• [Extrait du document]:
Les autres facteurs favorisants sont : une absence de circoncision, un niveau socio-économique bas, une inflammation chronique liée à une macération, le manque d’hygiène locale (balanoposthite-lichen), les conduites sexuelles à risque (partenaires multiples, premier rapport sexuel précoce), le tabagisme, la photochimiothérapie avec utilisation de sporalène et d’ultraviolet A [2-5].

Le gland et le prépuce sont les sites préférentiels de début du cancer du pénis [3] comme c’est le cas chez notre patient.

Le carcinome épidermoïde (95%) est le type histologique le plus fréquent [2, 4] avec une extension préférentielle vers les ganglions inguinaux [2].

Plusieurs facteurs peuvent expliquer le retard au diagnostic des cancers de verge. Il peut s’agir d’égarement diagnostique lié au polymorphisme clinique de l’affection ; ou alors de la topographie du cancer atteignant le sexe qui reste encore un sujet tabou surtout en Afrique. Hors c’est justement ce diagnostic tardif qui est le principal frein au traitement conservateur, et qui conduit a proposer les traitements radicaux particulièrement mal acceptés en Afrique. En effet le cancer du pénis dans sa forme localisé peut se traiter avec succès par plusieurs méthodes conservatrices [5]. La chirurgie doit au maximum être conservatrice tant que la lésion le permet. Par exemple, une posthectomie (circoncision) peut être proposée pour les lésions limitées au prépuce [2]. Les chirurgies radicales (émasculation ou désinsertion complète des corps caverneux) sont uniquement des gestes de nécessité. En Afrique, ce traitement radical est généralement refusé par les patients du fait du choc psychologique ou pour des raisons cultuelles et ou culturelles. Il en est de même pour les résections partielles. Maddinéni et al. ont retrouvé une dégradation de l’état psychique des patients lors du traitement chirurgical du cancer du pénis [7].

La radiothérapie externe est peu utilisée. Elle peut être indiquée comme traitement palliatif en cas de tumeur localement évoluée ou métastatique. La curiethérapie interstitielle par l’iridium 192 est la technique de choix et la seule utilisée en France [2]. Toutefois, aucun effet curatif de la radiothérapie n’a été démontré en cas d’adénopathie palpée en place [2].

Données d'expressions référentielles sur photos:

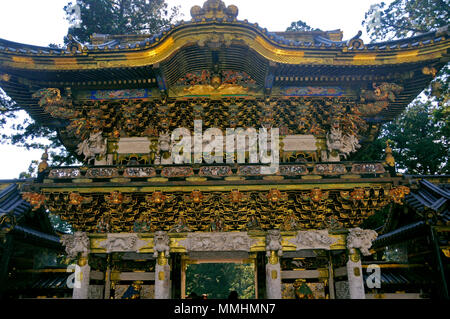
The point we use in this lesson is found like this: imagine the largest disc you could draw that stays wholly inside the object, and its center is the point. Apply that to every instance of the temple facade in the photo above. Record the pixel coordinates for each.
(219, 141)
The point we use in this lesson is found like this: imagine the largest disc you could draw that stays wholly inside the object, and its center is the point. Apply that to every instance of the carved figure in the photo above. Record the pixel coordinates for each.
(93, 146)
(273, 242)
(76, 243)
(161, 243)
(362, 239)
(343, 144)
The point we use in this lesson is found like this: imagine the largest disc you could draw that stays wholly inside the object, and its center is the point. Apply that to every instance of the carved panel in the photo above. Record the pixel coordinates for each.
(313, 239)
(232, 241)
(122, 243)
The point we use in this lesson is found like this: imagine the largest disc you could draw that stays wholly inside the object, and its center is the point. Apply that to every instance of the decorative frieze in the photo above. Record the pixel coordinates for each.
(102, 172)
(368, 168)
(139, 172)
(362, 239)
(219, 241)
(64, 173)
(122, 243)
(329, 169)
(313, 239)
(175, 171)
(215, 171)
(75, 243)
(161, 243)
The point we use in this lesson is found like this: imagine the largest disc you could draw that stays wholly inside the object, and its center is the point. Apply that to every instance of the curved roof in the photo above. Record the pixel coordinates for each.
(214, 38)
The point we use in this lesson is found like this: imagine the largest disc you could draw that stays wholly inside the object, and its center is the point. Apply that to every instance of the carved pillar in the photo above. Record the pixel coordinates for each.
(162, 277)
(358, 240)
(274, 250)
(108, 277)
(82, 276)
(77, 245)
(331, 276)
(355, 276)
(273, 277)
(162, 268)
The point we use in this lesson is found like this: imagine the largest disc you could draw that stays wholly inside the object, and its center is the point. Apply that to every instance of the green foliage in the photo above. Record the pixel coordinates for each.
(420, 135)
(101, 16)
(417, 141)
(300, 26)
(218, 280)
(405, 18)
(118, 17)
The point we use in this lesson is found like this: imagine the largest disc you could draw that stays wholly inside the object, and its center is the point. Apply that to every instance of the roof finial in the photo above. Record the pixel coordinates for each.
(214, 9)
(43, 165)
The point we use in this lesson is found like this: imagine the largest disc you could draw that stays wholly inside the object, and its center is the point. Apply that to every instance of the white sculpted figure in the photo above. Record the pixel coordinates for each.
(76, 243)
(161, 243)
(93, 146)
(344, 144)
(362, 239)
(121, 244)
(273, 242)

• [Exercices]:
1. Reprenez le passage de l'extrait sur le cancer du pénis qui commence par « Les autres facteurs » et se termine par « d’ultraviolet A [2-5]. », en renommant « le tabagisme » en « la consommation de tabac ».
2. Écrivez la suite de l'extrait sur le cancer du pénis à partir de sa dernière phrase.

• [Réponses]:
1.
Les autres facteurs favorisants sont : une absence de circoncision, un niveau socio-économique bas, une inflammation chronique liée à une macération, le manque d’hygiène locale (balanoposthite-lichen), les conduites sexuelles à risque (partenaires multiples, premier rapport sexuel précoce), la consommation de tabac, la photochimiothérapie avec utilisation de sporalène et d’ultraviolet A [2-5].

2.
La radiothérapie externe, et encore moins la curiethérapie, n’est pas disponible dans de nombreux pays d’Afrique francophone comme le Bénin. Elle pose un problème d’accessibilité géographique et financière.

Il faut rappeler qu’une circoncision préalable est systématique avant toute curiethérapie ou radiothérapie externe [2].

Le cancer du pénis est une tumeur peu chimio- sensible et jusqu’en 2013 au moins, aucun produit de chimiothérapie n’avait l’autorisation de mise sur le marché (AMM) dans cette indication en France [2]. Des protocoles plus récents de type paclitaxel, ifosfamide, cisplatine (TIP) ou paclitaxel, cisplatine et 5- fluorouracil (TPF) ont été proposés mais les résultats même si encourageants restent décevants [2].

Conclusion

Le carcinome du pénis est rare dans les pays développés et est plus fréquent dans les pays en développement. Ce serait le premier cas documenté au Bénin. La prise en a été multidisciplinaire et la chimiothérapie qui a un coût élevé explique la perte de vue du patient. La prise en charge du cancer de la verge peut être efficace et conservatrice lorsqu’il est découvert précocement.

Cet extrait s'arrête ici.